* **DATA LINES**
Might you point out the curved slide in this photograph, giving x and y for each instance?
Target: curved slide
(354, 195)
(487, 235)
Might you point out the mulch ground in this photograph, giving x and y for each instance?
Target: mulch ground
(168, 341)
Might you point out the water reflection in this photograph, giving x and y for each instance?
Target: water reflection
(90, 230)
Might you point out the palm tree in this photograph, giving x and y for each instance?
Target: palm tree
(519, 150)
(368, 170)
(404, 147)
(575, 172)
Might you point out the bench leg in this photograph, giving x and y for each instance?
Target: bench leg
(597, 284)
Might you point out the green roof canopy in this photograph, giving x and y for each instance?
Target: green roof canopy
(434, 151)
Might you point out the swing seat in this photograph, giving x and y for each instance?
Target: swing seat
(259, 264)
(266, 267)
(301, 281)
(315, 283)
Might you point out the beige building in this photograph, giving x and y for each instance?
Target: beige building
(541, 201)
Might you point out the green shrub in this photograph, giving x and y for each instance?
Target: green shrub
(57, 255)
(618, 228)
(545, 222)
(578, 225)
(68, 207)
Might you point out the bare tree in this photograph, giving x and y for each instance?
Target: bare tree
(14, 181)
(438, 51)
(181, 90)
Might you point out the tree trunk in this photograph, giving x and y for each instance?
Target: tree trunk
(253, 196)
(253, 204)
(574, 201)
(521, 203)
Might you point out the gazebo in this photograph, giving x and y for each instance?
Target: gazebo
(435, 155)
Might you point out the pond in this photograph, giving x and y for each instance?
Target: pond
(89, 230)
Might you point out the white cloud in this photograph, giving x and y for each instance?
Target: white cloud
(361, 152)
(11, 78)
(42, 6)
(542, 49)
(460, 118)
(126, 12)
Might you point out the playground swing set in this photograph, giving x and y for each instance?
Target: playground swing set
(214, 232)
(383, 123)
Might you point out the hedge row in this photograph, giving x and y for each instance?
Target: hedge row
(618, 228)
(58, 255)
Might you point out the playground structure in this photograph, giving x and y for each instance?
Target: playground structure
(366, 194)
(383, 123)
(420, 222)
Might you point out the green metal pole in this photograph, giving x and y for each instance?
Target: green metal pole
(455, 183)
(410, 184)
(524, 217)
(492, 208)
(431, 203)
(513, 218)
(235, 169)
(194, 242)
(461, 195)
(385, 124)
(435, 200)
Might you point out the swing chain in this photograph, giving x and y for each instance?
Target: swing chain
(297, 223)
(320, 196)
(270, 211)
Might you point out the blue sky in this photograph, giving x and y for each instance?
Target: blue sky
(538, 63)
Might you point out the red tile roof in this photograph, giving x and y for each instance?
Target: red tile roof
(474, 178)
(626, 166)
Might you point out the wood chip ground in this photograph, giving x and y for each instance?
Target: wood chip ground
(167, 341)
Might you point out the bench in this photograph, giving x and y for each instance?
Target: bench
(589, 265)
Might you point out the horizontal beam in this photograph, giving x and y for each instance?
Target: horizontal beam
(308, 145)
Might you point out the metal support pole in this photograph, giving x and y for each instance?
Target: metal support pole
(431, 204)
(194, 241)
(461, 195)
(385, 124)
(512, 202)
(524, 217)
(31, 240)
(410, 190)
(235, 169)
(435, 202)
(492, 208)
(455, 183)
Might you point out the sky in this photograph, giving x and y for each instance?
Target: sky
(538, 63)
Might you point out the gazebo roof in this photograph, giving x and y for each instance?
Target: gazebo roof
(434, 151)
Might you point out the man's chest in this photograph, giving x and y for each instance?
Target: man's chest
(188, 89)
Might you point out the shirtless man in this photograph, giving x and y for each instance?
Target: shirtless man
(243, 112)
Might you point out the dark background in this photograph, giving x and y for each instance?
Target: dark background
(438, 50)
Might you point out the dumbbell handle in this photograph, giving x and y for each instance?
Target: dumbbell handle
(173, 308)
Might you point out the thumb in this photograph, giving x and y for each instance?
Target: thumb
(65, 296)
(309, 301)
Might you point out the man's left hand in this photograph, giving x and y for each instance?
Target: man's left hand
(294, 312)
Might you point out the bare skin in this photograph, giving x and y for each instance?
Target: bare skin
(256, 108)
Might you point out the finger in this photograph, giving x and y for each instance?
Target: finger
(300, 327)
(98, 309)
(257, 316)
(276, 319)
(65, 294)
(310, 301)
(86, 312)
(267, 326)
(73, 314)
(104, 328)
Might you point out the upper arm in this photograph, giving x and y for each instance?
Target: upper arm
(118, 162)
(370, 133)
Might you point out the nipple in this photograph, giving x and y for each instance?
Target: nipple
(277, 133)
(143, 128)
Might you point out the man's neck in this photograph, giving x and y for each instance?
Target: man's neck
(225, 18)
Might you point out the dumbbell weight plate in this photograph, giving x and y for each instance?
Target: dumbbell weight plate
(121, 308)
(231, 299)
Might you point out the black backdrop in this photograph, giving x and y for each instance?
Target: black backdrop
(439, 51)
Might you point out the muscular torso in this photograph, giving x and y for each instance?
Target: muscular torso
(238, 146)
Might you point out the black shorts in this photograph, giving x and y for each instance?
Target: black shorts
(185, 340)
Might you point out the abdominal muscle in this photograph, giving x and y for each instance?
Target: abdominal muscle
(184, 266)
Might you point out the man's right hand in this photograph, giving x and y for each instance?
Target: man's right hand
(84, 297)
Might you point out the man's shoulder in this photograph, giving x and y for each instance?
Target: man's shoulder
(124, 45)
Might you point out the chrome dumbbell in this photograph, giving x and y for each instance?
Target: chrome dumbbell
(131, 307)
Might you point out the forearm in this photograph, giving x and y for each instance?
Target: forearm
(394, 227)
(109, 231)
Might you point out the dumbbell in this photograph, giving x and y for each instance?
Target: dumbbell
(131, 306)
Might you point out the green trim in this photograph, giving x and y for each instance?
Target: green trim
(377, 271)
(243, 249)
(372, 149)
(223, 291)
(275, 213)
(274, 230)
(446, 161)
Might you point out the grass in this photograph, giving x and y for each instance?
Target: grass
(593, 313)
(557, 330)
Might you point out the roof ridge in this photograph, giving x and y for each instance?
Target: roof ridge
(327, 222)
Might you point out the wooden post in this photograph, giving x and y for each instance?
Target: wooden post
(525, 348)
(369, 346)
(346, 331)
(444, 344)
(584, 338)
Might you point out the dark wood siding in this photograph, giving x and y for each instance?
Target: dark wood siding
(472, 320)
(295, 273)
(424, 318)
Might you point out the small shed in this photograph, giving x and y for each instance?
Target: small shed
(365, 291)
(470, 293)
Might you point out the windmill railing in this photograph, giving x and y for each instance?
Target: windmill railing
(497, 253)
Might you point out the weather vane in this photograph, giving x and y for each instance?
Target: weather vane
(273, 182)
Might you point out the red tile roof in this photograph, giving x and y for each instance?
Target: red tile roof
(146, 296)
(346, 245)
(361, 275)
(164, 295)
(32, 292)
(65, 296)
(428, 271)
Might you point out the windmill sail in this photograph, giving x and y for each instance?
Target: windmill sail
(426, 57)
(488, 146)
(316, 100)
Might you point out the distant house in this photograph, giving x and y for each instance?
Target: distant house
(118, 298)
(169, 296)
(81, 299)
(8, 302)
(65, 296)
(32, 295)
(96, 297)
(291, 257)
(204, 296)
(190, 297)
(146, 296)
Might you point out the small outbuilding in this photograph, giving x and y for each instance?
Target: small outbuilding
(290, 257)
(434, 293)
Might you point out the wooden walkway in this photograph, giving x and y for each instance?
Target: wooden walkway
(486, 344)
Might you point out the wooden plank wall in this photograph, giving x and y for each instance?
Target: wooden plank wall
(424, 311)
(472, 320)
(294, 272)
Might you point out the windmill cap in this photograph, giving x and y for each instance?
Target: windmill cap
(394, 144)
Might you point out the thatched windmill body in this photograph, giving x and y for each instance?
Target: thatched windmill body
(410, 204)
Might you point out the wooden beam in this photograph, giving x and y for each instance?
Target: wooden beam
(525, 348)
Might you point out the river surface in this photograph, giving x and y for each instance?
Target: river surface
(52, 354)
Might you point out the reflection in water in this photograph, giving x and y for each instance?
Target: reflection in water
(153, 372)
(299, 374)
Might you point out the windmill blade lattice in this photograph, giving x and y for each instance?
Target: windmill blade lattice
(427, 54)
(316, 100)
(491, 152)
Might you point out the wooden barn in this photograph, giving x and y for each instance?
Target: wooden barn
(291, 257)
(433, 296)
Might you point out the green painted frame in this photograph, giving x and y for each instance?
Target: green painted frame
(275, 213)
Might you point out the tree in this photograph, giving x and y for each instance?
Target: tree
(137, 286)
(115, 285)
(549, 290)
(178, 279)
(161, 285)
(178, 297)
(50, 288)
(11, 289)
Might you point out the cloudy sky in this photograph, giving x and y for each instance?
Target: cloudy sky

* **YOUR OBJECTIVE**
Repeat only the stretch of lines that begins at the line containing "Might you point out the river" and ends at the last line above, both included.

* **EXERCISE SOLUTION**
Might you point out the river surface in this photograph, giving x and y for each instance?
Target: river surface
(52, 354)
Might you point out the reflection in water in this photograph, giving x and y for each instance?
Target: reflection in water
(153, 372)
(299, 374)
Might you point out the windmill blade lattice in this photograph, giving x and y for each instance?
Target: windmill blade lattice
(427, 54)
(316, 100)
(491, 152)
Might you point out the wooden barn in this photograph, giving x and y for each instance?
Target: wooden barn
(291, 257)
(433, 296)
Might you point out the green painted frame in this photograph, giving x and y for each instance?
Target: green painted frame
(275, 213)
Might you point out the tree in this photograph, giving x and y for each instance?
Target: tree
(137, 286)
(115, 285)
(549, 290)
(178, 279)
(161, 285)
(178, 297)
(50, 288)
(11, 289)
Might you point out the cloudy sky in this photograph, giving x and y for each instance?
Target: cloudy sky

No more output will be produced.